Массовые злоупотребления служебным положением, закрытость власти и ее нечувствительность к нуждам населения стали главными причинами пополнения рядов исламских джамаатов. Салафиты выдвигают эффектную альтернативу "проклятому настоящему" — истинный "исламский порядок". Этот "образ будущего" означает радикальный отказ и от изжившего себя коммунизма, и от либеральной демократии, и от "ложного ислама". Фактически салафиты предлагают новый "универсалистский проект". Это модель справедливого исламского общества, в которой нет места кланам, тейпам, вирдам, т.е. предпочтениям по этничности. По этой причине, отмечают эксперты, салафизм может быть востребован в полиэтничном и фрагментированном Дагестане.

Перечень данных:
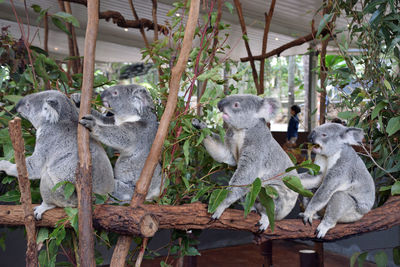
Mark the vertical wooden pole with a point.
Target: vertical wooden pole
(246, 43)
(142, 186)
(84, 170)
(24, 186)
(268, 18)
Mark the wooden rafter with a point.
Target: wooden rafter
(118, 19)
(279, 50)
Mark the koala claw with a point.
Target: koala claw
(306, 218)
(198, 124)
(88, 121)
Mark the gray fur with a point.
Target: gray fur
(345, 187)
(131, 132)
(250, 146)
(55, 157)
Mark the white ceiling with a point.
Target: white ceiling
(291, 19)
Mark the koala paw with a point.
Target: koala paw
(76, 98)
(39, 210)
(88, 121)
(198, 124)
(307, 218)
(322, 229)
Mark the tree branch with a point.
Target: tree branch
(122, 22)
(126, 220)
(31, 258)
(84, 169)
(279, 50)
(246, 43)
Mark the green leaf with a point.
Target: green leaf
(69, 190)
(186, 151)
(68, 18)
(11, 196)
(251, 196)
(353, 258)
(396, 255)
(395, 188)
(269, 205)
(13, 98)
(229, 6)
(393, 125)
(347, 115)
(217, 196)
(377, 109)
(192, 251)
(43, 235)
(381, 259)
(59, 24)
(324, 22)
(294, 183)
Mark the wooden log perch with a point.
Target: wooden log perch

==

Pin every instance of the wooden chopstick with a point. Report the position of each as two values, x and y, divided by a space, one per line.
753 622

Суть задания: Переведите на английский язык следующее предложение из выдержки о салафизме в Дагестане: «По этой причине, отмечают эксперты, салафизм может быть востребован в полиэтничном и фрагментированном Дагестане». Материал для выполнения задания не требуется.

Полный ответ: For this reason, experts note, Salafism may be in demand in multiethnic and fragmented Dagestan.